Data supplied:
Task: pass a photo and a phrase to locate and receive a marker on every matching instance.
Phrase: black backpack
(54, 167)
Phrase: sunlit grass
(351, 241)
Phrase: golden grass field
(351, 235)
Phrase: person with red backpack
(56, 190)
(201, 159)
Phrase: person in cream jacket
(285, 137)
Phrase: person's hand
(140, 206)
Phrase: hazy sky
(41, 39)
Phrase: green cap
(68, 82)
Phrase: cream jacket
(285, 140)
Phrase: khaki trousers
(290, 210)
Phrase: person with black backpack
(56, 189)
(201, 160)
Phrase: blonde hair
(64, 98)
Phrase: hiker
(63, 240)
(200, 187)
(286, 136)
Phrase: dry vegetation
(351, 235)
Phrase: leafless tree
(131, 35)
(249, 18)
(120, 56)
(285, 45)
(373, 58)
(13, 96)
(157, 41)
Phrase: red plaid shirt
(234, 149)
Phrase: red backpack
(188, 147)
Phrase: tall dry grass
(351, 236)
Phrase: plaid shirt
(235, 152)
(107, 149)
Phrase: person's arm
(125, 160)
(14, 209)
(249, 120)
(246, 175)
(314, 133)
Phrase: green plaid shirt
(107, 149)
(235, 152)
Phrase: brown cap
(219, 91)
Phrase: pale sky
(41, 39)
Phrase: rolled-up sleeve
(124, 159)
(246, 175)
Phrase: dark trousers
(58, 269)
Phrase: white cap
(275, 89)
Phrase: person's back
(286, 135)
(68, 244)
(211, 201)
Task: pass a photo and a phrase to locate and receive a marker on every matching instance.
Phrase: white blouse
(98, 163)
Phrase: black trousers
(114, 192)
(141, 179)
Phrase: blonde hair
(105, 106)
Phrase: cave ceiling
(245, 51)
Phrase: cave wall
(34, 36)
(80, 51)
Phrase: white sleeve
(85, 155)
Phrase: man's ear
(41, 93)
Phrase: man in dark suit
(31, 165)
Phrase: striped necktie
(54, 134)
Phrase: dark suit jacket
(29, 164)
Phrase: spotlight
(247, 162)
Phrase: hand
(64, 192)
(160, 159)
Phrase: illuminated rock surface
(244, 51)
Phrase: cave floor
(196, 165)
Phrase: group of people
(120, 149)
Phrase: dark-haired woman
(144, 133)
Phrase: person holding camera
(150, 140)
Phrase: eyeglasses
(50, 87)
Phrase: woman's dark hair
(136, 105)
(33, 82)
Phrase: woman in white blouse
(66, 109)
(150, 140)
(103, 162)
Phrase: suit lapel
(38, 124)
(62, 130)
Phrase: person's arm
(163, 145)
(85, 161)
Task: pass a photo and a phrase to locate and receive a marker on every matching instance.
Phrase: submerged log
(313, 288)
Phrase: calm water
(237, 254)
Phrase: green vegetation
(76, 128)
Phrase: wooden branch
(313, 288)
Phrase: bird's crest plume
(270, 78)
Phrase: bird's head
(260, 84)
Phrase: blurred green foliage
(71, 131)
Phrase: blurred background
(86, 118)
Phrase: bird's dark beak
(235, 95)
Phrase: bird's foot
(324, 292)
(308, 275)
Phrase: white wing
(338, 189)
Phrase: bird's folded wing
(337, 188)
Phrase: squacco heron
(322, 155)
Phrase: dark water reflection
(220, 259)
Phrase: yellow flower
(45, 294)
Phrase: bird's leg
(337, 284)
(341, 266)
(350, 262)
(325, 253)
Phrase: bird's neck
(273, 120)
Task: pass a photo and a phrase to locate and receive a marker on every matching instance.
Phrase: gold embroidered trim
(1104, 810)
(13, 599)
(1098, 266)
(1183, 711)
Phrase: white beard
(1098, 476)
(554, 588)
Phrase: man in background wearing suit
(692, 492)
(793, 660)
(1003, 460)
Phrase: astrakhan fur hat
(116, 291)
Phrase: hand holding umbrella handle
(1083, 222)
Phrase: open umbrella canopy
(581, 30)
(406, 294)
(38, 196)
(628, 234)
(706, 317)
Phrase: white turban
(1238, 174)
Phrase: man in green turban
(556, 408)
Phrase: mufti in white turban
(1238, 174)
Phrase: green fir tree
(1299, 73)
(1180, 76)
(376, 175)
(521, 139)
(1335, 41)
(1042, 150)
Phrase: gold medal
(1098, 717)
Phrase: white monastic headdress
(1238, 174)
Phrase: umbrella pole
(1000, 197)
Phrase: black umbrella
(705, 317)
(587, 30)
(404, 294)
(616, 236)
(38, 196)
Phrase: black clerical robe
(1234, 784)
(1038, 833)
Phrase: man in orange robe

What to produce: What is needed here is an exact copy of all the entries.

Written answer:
Task: pass a photo and a phrase to locate and receive a marker on every matching instance.
Phrase: black backpack
(54, 167)
Phrase: sunlit grass
(351, 241)
Phrase: golden grass field
(351, 235)
Phrase: person with red backpack
(56, 190)
(201, 159)
Phrase: person in cream jacket
(285, 137)
Phrase: person's hand
(140, 206)
Phrase: hazy sky
(41, 39)
Phrase: green cap
(68, 82)
Phrase: cream jacket
(285, 140)
Phrase: khaki trousers
(290, 210)
Phrase: person with black backpack
(56, 189)
(201, 160)
Phrase: blonde hair
(64, 98)
Phrase: hiker
(63, 240)
(200, 187)
(286, 136)
Phrase: dry vegetation
(351, 235)
Phrase: leafless tree
(131, 35)
(249, 18)
(120, 56)
(285, 45)
(373, 58)
(13, 96)
(157, 41)
Phrase: red plaid shirt
(234, 149)
Phrase: red backpack
(188, 147)
Phrase: tall dry grass
(351, 236)
Phrase: plaid shirt
(235, 152)
(107, 149)
Phrase: person's arm
(125, 160)
(14, 209)
(249, 120)
(246, 175)
(314, 133)
Phrase: green plaid shirt
(107, 149)
(235, 152)
Phrase: brown cap
(219, 91)
Phrase: pale sky
(41, 39)
Phrase: rolled-up sleeve
(124, 159)
(246, 175)
Phrase: dark trousers
(58, 269)
Phrase: white cap
(275, 89)
Phrase: person's back
(286, 135)
(68, 244)
(211, 201)
Task: pass a photo and a phrase to locate and receive a marker on every matching instance.
Phrase: white blouse
(98, 163)
Phrase: black trousers
(114, 192)
(141, 179)
Phrase: blonde hair
(105, 106)
Phrase: cave ceiling
(245, 51)
Phrase: cave wall
(34, 36)
(80, 51)
Phrase: white sleeve
(85, 155)
Phrase: man's ear
(41, 93)
Phrase: man in dark suit
(31, 165)
Phrase: striped necktie
(54, 134)
Phrase: dark suit jacket
(29, 164)
Phrase: spotlight
(247, 162)
Phrase: hand
(64, 192)
(160, 159)
Phrase: illuminated rock surface
(244, 51)
Phrase: cave floor
(196, 165)
Phrase: group of people
(120, 149)
Phrase: dark-haired woman
(144, 133)
Phrase: person holding camera
(150, 140)
Phrase: eyeglasses
(50, 87)
Phrase: woman's dark hair
(136, 105)
(33, 82)
Phrase: woman in white blouse
(66, 109)
(150, 140)
(103, 162)
Phrase: suit lapel
(38, 124)
(62, 130)
Phrase: person's arm
(163, 145)
(85, 161)
Task: pass a photo and a phrase to locate and receive a marker on every matching instance.
Phrase: submerged log
(313, 288)
Phrase: calm water
(237, 254)
Phrase: green vegetation
(76, 128)
Phrase: wooden branch
(313, 288)
Phrase: bird's crest plume
(270, 78)
Phrase: bird's head
(260, 84)
Phrase: blurred green foliage
(71, 131)
Phrase: blurred background
(86, 118)
Phrase: bird's dark beak
(235, 95)
Phrase: bird's foot
(324, 292)
(308, 275)
Phrase: white wing
(338, 189)
Phrase: bird's folded wing
(337, 188)
Phrase: squacco heron
(322, 155)
Phrase: dark water reflection
(220, 259)
Phrase: yellow flower
(45, 294)
Phrase: bird's leg
(337, 284)
(341, 266)
(350, 262)
(325, 253)
Phrase: bird's neck
(273, 120)
Task: pass a photo and a phrase to locate and receive a marker on every matching instance.
Phrase: gold embroidered trim
(1104, 810)
(13, 599)
(1098, 266)
(1183, 711)
Phrase: white beard
(1098, 476)
(554, 588)
Phrase: man in background wearing suit
(692, 492)
(793, 660)
(1003, 460)
Phrase: astrakhan fur hat
(116, 291)
Phrase: hand holding umbrella handle
(1083, 222)
Phrase: open umbrella canopy
(581, 30)
(406, 294)
(38, 196)
(628, 234)
(706, 317)
Phrase: white turban
(1238, 174)
Phrase: man in green turban
(556, 408)
Phrase: mufti in white turban
(1238, 174)
Phrase: green fir tree
(1299, 73)
(1180, 76)
(376, 175)
(521, 139)
(1335, 41)
(1042, 150)
Phrase: gold medal
(1098, 717)
Phrase: white monastic headdress
(1238, 174)
Phrase: umbrella pole
(1000, 197)
Phrase: black umbrella
(705, 317)
(587, 30)
(404, 294)
(616, 236)
(38, 196)
Phrase: black clerical robe
(1234, 784)
(1038, 833)
Phrase: man in orange robe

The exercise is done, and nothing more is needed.